[Task goal] Which lines in the items below contain the string "pink"? Return every one of them in full.

[Source records]
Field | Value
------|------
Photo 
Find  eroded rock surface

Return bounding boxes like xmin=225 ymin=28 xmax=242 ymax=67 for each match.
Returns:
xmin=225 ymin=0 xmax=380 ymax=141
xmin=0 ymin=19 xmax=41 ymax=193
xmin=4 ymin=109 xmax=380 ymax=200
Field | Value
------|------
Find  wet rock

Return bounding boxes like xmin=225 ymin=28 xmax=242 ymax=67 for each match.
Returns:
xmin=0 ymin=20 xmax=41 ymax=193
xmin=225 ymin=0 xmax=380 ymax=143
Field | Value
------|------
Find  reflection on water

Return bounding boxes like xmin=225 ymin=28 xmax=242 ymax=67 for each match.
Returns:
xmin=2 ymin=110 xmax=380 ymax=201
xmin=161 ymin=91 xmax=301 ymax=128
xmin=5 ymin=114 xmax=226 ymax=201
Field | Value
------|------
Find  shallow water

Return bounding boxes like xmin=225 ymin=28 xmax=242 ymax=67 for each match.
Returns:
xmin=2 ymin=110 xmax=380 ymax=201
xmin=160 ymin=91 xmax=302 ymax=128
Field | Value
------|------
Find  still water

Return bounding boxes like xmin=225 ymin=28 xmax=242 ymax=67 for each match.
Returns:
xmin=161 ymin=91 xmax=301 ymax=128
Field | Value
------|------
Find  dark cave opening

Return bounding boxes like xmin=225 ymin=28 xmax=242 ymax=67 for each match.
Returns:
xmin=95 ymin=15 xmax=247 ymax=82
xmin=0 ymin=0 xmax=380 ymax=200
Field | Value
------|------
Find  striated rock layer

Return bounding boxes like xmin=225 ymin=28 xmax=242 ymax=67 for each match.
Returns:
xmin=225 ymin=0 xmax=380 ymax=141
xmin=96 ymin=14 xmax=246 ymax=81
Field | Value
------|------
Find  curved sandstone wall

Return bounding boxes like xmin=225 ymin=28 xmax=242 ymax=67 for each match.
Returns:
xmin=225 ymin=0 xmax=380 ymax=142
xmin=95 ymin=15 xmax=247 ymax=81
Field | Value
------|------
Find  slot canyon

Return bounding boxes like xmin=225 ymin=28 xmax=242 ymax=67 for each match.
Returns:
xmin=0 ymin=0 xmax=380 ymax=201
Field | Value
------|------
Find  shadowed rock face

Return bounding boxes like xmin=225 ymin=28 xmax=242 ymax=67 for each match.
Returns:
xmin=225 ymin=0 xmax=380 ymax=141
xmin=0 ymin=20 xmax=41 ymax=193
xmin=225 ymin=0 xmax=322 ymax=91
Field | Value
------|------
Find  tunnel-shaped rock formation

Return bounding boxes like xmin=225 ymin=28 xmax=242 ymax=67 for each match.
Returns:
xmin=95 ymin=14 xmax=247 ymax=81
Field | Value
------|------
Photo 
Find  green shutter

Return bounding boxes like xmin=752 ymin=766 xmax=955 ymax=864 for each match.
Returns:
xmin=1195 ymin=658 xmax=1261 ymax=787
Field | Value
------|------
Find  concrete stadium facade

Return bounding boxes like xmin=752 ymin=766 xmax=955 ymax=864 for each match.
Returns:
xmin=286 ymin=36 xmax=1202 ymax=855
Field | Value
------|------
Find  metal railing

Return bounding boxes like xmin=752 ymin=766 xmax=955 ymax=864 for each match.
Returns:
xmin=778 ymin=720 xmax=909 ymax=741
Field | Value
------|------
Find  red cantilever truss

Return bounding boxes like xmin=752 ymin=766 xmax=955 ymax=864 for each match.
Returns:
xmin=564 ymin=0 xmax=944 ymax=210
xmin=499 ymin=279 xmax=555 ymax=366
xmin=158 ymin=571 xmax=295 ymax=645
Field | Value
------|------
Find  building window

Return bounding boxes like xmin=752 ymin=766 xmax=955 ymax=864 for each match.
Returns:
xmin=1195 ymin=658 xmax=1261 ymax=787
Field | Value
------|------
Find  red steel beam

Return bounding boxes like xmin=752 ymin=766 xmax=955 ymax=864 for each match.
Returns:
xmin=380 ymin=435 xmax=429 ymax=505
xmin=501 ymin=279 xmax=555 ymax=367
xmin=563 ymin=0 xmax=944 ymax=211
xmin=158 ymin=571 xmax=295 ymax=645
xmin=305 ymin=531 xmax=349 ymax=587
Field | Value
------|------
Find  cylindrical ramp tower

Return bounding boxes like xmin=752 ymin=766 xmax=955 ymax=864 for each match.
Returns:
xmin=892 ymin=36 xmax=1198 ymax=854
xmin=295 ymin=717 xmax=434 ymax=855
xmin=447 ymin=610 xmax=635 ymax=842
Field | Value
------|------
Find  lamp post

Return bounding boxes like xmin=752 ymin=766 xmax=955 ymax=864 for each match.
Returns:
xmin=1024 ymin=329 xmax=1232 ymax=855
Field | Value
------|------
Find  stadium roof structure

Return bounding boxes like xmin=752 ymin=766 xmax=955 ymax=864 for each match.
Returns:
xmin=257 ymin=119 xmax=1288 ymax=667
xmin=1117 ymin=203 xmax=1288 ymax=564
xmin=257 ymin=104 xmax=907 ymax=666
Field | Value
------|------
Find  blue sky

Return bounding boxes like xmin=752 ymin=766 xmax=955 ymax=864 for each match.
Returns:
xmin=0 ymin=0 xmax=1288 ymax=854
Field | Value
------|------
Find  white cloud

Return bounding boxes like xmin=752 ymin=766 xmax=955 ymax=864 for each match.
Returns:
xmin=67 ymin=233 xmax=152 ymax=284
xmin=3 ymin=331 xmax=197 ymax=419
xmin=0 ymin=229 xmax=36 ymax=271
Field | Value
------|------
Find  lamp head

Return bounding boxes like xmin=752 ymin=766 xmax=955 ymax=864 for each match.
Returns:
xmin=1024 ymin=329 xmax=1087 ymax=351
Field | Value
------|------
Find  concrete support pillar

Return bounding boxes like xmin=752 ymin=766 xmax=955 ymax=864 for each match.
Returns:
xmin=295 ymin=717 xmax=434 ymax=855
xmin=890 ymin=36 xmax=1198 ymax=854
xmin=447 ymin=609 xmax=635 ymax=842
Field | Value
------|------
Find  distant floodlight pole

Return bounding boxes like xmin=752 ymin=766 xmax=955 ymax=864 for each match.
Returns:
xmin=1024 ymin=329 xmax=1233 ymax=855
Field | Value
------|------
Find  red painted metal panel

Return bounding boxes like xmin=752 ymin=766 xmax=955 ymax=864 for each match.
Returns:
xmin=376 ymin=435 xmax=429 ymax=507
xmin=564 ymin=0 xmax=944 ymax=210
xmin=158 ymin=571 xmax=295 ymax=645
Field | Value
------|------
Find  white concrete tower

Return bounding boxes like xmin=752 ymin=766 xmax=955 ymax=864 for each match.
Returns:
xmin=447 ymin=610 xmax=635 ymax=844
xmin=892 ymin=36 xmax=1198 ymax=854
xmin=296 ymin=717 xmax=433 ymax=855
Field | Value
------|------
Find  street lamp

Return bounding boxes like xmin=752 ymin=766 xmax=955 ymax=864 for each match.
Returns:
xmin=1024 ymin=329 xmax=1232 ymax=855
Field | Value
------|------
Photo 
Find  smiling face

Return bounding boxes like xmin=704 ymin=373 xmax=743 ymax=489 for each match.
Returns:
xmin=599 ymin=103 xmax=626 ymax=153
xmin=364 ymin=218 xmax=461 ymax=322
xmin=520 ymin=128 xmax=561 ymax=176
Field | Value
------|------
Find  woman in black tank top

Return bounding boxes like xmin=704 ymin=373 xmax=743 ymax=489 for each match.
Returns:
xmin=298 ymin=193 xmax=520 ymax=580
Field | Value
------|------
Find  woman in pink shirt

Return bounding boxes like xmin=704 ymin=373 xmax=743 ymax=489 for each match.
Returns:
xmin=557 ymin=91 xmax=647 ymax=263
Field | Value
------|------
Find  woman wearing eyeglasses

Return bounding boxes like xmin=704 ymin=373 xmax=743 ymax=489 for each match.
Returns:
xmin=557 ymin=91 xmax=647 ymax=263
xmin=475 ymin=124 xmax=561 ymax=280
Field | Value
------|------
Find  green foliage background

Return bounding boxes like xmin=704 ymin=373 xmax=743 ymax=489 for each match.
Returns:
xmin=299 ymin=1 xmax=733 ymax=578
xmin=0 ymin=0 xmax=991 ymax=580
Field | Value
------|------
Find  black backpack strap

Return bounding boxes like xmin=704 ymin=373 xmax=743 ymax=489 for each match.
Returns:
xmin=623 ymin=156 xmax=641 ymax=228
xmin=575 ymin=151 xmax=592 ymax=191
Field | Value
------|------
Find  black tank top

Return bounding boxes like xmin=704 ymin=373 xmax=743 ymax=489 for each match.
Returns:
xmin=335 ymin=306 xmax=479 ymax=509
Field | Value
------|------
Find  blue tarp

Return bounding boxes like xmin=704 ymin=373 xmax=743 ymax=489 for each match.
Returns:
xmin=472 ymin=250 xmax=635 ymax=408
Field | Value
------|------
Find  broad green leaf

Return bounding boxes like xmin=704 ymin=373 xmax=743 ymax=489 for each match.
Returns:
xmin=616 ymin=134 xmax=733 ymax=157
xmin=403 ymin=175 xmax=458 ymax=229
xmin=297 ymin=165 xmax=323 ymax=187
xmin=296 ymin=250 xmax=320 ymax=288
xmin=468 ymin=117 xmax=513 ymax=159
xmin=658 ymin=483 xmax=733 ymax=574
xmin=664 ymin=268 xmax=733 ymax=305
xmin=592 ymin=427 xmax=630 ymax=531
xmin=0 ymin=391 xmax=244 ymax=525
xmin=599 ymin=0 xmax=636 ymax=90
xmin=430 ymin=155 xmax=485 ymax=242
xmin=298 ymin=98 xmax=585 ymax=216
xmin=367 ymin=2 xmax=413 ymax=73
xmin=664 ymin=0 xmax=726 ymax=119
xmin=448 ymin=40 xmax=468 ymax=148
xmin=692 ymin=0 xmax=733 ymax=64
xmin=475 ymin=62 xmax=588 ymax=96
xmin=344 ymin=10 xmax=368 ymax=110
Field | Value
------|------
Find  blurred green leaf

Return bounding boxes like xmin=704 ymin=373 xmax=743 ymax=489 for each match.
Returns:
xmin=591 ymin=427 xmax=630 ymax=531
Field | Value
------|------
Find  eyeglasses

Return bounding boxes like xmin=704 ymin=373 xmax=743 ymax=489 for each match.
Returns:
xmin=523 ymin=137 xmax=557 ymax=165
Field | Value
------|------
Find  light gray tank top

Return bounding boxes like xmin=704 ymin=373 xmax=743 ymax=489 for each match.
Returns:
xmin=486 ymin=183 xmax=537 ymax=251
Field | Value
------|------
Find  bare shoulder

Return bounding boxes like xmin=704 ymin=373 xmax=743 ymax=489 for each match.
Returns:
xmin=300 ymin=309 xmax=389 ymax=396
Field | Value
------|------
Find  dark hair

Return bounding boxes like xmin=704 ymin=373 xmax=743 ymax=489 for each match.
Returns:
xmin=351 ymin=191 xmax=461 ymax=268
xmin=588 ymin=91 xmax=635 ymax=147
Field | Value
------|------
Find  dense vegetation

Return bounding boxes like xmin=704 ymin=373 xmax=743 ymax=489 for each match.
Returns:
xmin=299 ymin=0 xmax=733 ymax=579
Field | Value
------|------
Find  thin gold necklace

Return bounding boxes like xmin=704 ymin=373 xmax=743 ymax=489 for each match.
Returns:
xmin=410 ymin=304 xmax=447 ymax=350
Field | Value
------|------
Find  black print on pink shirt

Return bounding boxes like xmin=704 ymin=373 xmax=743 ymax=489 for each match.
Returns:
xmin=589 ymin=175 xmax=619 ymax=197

[Full answer]
Find  woman in pink shirt
Find  black print on pink shirt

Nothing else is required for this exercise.